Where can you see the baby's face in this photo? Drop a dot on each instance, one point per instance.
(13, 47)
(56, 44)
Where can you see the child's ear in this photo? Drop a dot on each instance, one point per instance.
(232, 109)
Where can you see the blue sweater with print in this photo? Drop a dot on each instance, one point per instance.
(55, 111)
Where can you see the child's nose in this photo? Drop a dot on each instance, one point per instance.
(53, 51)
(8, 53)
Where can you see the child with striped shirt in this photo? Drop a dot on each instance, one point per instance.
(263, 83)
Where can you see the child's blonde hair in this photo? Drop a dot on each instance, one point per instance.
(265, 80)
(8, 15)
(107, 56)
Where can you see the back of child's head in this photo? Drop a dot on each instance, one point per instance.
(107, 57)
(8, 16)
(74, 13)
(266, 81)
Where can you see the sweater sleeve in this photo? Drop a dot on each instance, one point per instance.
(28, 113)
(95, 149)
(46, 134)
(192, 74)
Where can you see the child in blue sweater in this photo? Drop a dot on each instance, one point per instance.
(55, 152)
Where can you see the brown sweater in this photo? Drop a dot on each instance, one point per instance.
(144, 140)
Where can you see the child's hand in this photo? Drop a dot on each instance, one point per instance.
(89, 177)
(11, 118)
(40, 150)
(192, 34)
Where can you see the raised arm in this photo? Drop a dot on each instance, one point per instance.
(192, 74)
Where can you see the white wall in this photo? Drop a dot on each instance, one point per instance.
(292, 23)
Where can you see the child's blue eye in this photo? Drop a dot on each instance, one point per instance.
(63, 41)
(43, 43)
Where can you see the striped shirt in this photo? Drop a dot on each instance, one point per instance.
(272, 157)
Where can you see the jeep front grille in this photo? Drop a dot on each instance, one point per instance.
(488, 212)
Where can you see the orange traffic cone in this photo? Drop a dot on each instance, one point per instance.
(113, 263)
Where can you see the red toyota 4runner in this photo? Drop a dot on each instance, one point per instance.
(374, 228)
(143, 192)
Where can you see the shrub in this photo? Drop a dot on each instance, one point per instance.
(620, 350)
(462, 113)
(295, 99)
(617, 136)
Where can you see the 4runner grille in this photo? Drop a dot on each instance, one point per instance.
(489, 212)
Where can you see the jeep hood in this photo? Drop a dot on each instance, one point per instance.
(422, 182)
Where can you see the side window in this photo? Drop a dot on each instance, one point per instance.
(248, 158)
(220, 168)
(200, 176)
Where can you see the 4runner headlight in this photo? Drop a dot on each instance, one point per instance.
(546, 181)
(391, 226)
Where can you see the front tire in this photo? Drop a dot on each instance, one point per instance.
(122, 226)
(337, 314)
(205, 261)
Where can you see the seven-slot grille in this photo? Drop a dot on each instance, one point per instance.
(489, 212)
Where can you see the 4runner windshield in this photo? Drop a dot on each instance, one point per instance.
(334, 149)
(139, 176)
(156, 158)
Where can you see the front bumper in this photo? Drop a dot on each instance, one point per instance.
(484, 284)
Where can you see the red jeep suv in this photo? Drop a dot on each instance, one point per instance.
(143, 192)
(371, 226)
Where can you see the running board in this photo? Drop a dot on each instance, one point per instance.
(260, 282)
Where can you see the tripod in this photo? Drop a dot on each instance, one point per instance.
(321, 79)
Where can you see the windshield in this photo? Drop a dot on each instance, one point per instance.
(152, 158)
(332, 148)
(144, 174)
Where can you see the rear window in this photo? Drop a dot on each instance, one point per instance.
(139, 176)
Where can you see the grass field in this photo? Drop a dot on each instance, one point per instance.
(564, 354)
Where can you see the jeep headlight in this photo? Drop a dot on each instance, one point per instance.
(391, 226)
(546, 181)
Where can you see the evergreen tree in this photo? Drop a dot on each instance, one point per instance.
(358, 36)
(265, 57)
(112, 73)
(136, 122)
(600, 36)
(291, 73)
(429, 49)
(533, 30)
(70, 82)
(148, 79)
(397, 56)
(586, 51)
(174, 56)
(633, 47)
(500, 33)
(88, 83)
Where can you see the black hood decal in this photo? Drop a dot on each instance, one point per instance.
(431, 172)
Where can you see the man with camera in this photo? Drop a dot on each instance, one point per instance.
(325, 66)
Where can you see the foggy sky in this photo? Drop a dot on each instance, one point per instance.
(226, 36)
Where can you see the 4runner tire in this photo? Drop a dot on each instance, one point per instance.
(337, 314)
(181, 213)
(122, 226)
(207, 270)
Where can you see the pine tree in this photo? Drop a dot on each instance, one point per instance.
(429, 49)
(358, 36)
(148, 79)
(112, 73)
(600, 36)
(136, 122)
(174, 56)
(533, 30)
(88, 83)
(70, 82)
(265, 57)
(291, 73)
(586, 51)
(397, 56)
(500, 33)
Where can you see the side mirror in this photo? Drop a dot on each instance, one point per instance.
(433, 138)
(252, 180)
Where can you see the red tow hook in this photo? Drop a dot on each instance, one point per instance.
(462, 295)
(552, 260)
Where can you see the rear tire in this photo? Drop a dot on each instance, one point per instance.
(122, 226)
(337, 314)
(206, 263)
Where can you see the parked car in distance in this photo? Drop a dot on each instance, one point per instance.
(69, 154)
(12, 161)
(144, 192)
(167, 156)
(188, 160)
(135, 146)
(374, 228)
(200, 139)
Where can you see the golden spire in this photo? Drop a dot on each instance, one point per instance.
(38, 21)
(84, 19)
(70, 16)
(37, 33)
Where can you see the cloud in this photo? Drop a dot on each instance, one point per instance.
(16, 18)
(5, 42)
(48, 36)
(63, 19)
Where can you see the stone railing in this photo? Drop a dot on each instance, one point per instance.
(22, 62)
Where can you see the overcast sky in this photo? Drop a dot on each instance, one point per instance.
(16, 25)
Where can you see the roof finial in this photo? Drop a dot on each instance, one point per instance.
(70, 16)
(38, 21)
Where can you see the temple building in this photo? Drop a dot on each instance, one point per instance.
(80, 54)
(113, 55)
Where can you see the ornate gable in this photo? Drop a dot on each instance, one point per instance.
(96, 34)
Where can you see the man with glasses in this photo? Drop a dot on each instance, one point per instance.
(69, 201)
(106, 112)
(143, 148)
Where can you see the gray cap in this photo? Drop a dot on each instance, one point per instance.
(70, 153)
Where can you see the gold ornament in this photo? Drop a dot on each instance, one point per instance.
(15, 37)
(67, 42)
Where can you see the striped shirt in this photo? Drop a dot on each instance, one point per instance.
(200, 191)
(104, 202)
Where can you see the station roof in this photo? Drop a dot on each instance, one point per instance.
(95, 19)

* _Your task_:
Rewrite only the rows that begin at the one containing "Where can you see the man with glasses" and stop after the last row, keeping the requests. Shift every answer coordinate by adding 112 to each of its numbers.

* _Task solution_:
Where can you see the man with glasses in this photo? Drop a dot on each instance, one point per instance.
(181, 313)
(218, 224)
(255, 260)
Where can you see the gray cap in this photo? Drop a dot on each instance, one point per instance.
(182, 265)
Where can you see the gold ornament in this photo? Drop a dot on each instance, one point per instance.
(127, 149)
(179, 154)
Where can you see the striped shirt in this photo? Drop a dot on each instance, one point per instance.
(312, 303)
(216, 314)
Where can you see the station roof in this photo? Drop a dot on each instance, one point per instance.
(207, 131)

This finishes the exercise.